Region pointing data
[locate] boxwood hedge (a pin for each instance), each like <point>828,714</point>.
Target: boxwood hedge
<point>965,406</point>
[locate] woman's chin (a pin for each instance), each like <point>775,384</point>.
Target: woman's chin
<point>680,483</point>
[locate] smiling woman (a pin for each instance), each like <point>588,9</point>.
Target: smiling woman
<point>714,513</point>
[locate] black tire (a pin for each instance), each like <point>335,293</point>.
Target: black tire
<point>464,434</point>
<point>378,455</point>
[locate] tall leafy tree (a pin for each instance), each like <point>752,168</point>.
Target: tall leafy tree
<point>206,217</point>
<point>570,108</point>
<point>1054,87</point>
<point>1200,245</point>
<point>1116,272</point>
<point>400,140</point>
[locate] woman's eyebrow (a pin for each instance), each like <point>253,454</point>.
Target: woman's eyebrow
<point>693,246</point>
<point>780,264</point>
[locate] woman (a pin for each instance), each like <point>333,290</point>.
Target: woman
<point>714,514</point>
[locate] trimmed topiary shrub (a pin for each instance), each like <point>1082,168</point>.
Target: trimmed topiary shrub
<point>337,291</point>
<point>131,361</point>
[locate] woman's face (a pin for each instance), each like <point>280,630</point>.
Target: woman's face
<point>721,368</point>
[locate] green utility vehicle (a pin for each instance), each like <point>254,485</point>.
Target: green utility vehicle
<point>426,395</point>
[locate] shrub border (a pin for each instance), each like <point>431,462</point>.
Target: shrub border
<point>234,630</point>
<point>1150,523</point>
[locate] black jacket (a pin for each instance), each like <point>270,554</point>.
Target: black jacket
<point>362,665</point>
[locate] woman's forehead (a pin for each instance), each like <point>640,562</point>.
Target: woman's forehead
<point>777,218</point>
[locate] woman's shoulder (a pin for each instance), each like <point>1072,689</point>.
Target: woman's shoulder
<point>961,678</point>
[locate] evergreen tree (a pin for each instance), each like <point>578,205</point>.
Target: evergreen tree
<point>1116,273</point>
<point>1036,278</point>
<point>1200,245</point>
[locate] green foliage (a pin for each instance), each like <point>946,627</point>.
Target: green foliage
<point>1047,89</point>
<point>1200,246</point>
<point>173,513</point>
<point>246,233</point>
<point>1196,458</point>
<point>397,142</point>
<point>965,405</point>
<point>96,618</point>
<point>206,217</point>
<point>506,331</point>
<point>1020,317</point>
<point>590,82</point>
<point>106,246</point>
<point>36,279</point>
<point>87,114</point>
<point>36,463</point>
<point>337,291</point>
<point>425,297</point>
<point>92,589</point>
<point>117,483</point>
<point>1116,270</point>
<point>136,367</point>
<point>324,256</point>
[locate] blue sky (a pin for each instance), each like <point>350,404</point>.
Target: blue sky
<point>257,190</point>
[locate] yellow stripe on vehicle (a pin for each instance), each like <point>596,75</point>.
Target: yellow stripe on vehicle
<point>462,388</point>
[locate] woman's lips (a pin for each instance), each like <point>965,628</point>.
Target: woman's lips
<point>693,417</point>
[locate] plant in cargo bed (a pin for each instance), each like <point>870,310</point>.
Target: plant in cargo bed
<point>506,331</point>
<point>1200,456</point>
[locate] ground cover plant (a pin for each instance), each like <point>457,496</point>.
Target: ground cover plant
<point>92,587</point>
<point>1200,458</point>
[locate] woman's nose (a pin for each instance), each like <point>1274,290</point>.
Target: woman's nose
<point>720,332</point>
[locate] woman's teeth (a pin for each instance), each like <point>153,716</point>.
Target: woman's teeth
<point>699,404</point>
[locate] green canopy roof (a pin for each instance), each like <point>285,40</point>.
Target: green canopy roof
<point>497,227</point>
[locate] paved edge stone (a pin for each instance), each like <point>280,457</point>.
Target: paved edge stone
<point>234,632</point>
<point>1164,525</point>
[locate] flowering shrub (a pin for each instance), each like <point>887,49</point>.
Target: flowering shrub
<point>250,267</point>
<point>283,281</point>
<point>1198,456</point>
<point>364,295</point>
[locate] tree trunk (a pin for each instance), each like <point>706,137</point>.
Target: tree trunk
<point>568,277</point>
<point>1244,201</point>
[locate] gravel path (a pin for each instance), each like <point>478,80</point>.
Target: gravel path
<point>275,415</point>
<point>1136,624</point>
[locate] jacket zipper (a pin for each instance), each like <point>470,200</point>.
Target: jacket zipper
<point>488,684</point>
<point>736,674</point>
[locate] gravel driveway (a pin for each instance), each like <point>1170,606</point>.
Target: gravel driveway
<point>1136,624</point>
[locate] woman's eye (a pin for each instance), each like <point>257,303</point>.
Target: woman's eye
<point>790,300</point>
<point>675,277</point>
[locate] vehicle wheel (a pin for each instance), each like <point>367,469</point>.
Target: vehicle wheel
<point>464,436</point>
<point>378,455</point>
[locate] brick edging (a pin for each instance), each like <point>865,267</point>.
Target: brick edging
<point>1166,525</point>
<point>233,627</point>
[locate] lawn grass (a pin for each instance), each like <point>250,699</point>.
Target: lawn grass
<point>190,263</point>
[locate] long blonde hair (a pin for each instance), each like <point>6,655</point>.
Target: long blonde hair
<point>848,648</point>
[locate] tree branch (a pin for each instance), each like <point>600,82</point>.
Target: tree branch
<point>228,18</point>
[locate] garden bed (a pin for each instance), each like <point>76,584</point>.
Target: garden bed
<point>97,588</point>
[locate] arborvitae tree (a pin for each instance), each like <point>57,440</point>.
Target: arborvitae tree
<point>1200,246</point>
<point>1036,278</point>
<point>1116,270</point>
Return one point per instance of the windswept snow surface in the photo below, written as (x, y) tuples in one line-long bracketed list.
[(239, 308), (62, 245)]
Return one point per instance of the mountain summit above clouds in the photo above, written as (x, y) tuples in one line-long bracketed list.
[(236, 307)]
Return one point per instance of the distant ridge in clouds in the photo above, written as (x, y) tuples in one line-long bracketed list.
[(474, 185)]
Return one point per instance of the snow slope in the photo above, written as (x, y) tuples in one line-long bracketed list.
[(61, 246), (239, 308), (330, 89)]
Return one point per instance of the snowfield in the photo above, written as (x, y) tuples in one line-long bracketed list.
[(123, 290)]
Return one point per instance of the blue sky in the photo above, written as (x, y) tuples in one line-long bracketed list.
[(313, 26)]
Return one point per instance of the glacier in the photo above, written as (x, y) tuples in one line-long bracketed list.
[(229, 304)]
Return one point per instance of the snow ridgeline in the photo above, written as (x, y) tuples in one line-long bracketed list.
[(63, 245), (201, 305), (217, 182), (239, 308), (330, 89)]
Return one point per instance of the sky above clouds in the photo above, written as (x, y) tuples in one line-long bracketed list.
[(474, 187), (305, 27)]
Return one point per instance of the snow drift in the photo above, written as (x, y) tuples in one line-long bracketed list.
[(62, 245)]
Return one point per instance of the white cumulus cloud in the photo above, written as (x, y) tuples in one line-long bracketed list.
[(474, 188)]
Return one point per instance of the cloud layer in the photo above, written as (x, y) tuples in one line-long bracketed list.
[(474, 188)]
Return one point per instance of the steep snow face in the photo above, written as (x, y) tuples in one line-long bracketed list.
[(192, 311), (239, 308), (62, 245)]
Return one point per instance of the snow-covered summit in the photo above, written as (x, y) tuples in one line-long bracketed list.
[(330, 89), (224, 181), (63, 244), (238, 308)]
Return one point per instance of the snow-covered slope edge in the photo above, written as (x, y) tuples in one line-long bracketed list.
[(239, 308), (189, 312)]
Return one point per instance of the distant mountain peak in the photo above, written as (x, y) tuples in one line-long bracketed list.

WHAT THE EXERCISE ASKS:
Restating the data word for word is the whole task.

RESPONSE BELOW:
[locate] boxwood hedge (a pin for each instance), each like <point>828,714</point>.
Target: boxwood hedge
<point>965,406</point>
[locate] woman's chin (a pin for each instance), each like <point>775,384</point>.
Target: woman's chin
<point>680,483</point>
[locate] smiling woman (a pin for each instance), each like <point>588,9</point>.
Target: smiling woman
<point>714,513</point>
[locate] black tire (a pin for each instance), each like <point>335,293</point>.
Target: black tire
<point>464,434</point>
<point>378,455</point>
[locate] tall leafy tree (a pin for each instance), each like <point>752,168</point>.
Target: tall leafy tree
<point>206,217</point>
<point>570,108</point>
<point>1054,87</point>
<point>1200,245</point>
<point>1116,272</point>
<point>400,140</point>
[locate] woman's eyebrow (a pin for each instance), each like <point>253,454</point>.
Target: woman's eyebrow
<point>693,246</point>
<point>780,264</point>
[locate] woman (a pin for each instance), each like <point>333,290</point>.
Target: woman
<point>714,514</point>
[locate] trimmed topiary shrub (a pin for each instance), each like <point>1082,168</point>.
Target: trimmed topiary shrub
<point>337,291</point>
<point>131,361</point>
[locate] woman's face (a pin for each instance), each like <point>280,630</point>.
Target: woman's face
<point>721,368</point>
[locate] green utility vehicle (a pin for each instance), each like <point>254,485</point>.
Target: green utility vehicle
<point>426,395</point>
[locate] shrub border (a pin for each instance), each like <point>431,462</point>.
Target: shrub border
<point>234,630</point>
<point>1150,523</point>
[locate] black jacket (a pin for each instance), each like <point>270,554</point>.
Target: black jacket
<point>362,665</point>
[locate] woman's forehead (a pin for each instance), each like <point>640,562</point>.
Target: woman's forehead
<point>777,218</point>
[locate] woman's shoulder (a pin for each instance), each like <point>1072,689</point>.
Target: woman's shoulder
<point>961,678</point>
[locate] evergreen tree (a pin for each instance), each like <point>578,205</point>.
Target: evergreen tree
<point>1116,273</point>
<point>1036,278</point>
<point>1200,245</point>
[locate] green foliage (a pin for each instance), each like <point>946,627</point>.
Target: green foliage
<point>1047,89</point>
<point>1200,246</point>
<point>173,513</point>
<point>246,233</point>
<point>1196,458</point>
<point>397,142</point>
<point>965,405</point>
<point>96,618</point>
<point>206,217</point>
<point>506,331</point>
<point>1020,317</point>
<point>590,82</point>
<point>106,246</point>
<point>36,279</point>
<point>87,114</point>
<point>36,463</point>
<point>337,291</point>
<point>425,297</point>
<point>92,589</point>
<point>117,483</point>
<point>1116,270</point>
<point>136,367</point>
<point>324,256</point>
[locate] blue sky (a pin for each instance), each like <point>350,404</point>.
Target: blue sky
<point>257,190</point>
[locate] yellow stripe on vehicle (a pin for each instance), each like <point>596,75</point>.
Target: yellow stripe on vehicle
<point>462,388</point>
[locate] woman's lips (a pin for each instance), each like <point>965,628</point>.
Target: woman's lips
<point>693,417</point>
[locate] plant in cargo bed (a pin for each instance), each like <point>870,310</point>.
Target: plant in cargo bed
<point>506,331</point>
<point>1200,456</point>
[locate] ground cover plant (a pin for each instance), each like <point>457,496</point>.
Target: ground cover plant
<point>92,587</point>
<point>1200,458</point>
[locate] woman's nose (a pin for each instance), each like <point>1274,290</point>.
Target: woman's nose
<point>720,332</point>
[locate] woman's teeth (a pin for each instance), each like <point>153,716</point>.
Target: woman's teeth
<point>699,404</point>
[locate] green canopy roof (a pin for each instance), each like <point>285,40</point>.
Target: green canopy roof
<point>497,227</point>
[locate] paved edge stone (a pin for each instance), each like <point>280,457</point>.
Target: paved edge stone
<point>234,632</point>
<point>1164,525</point>
[locate] flowering shrub (a pin for each instance), each like <point>887,49</point>.
Target: flowering shrub
<point>250,267</point>
<point>283,281</point>
<point>1198,456</point>
<point>364,295</point>
[locate] tree trunk (a pin for each instance), each like <point>706,137</point>.
Target: tree trunk
<point>568,277</point>
<point>1244,201</point>
[locate] gravel path (a pin for each instance), each like <point>478,80</point>.
Target: gravel path
<point>275,415</point>
<point>1136,624</point>
[locate] jacket zipper (a pin for each instance), each like <point>470,200</point>.
Target: jacket zipper
<point>488,684</point>
<point>736,674</point>
[locate] gravel driveway (a pin for each instance), each like <point>1170,606</point>.
Target: gravel driveway
<point>1136,624</point>
[locate] woman's eye (a pin for each instance), each like <point>257,303</point>.
Target: woman's eye
<point>790,300</point>
<point>675,277</point>
[locate] vehicle wheel (a pin for each instance), each like <point>367,469</point>.
Target: vehicle wheel
<point>464,436</point>
<point>378,455</point>
[locate] brick edging (a pin for each instance), each like <point>865,267</point>.
Target: brick edging
<point>1166,525</point>
<point>233,627</point>
[locate] lawn grass (a pin for each instance), each like <point>250,699</point>.
Target: lawn grass
<point>190,263</point>
[locate] long blonde hair (a pin for each instance), each like <point>6,655</point>.
Target: long blonde hair
<point>848,648</point>
[locate] tree branch (a pin for each instance), each like <point>600,82</point>.
Target: tree branch
<point>228,18</point>
[locate] garden bed (a pin for each instance), each like <point>76,584</point>.
Target: garden bed
<point>97,588</point>
[locate] arborvitae tree (a pin for each instance), each like <point>57,440</point>.
Target: arborvitae tree
<point>1200,246</point>
<point>1036,278</point>
<point>1116,270</point>
Return one point per instance of the windswept snow surface in the photo below, written as (x, y) tuples in one line-long bracketed list.
[(239, 308), (62, 245)]
Return one point per instance of the mountain summit above clouds in the photo above, written as (x, y) tuples in one line-long bracketed list.
[(236, 307)]
Return one point per instance of the distant ridge in clouds in the photo above, written as (x, y) tuples in one line-long bracketed list.
[(474, 185)]
Return one point per instance of the snow slope in the photo above, written as (x, y) tuples in one line-long bracketed list.
[(61, 246), (239, 308), (330, 89)]
Return one point per instance of the snowfield in the photo above, written as (x, y) tuples in one line-long bracketed list.
[(123, 290)]
Return one point per instance of the blue sky in the photo above, written as (x, y) tuples in one line-long bracketed list.
[(313, 26)]
Return one point per instance of the glacier in the photo above, written as (x, y) tuples in one line-long bracketed list.
[(229, 304)]
Return one point per instance of the snow ridgeline in the photo above, written as (x, y) tuples in one line-long bracketed list.
[(63, 245), (201, 305), (217, 182), (239, 308), (330, 89)]
Return one point per instance of the sky above clouds in the photo above, written as (x, y) tuples in one line-long bracketed list.
[(474, 187), (305, 27)]
Return one point per instance of the snow drift in the photo above, written as (x, y) tuples in one line-long bracketed list.
[(62, 245)]
Return one point per instance of the white cumulus cloud in the photo above, written as (x, y) tuples in one line-long bracketed list.
[(474, 188)]
Return one point per instance of the cloud layer in the photo above, written as (x, y) tuples in one line-long bracketed list.
[(474, 188)]
Return one point per instance of the steep snow face in the photo above, written as (x, y) tuples in one line-long bracketed list.
[(192, 311), (239, 308), (62, 245)]
Return one point per instance of the snow-covered summit in the photo above, written as (x, y) tuples in one line-long bracketed list.
[(330, 89), (224, 181), (63, 244), (238, 308)]
Return one point per instance of the snow-covered slope edge in the photo above, written as (x, y) tuples in one line-long bracketed list.
[(239, 308), (189, 312)]
Return one point per instance of the distant mountain peak in the photo above, written as (x, y) tuples in one line-long bracketed list.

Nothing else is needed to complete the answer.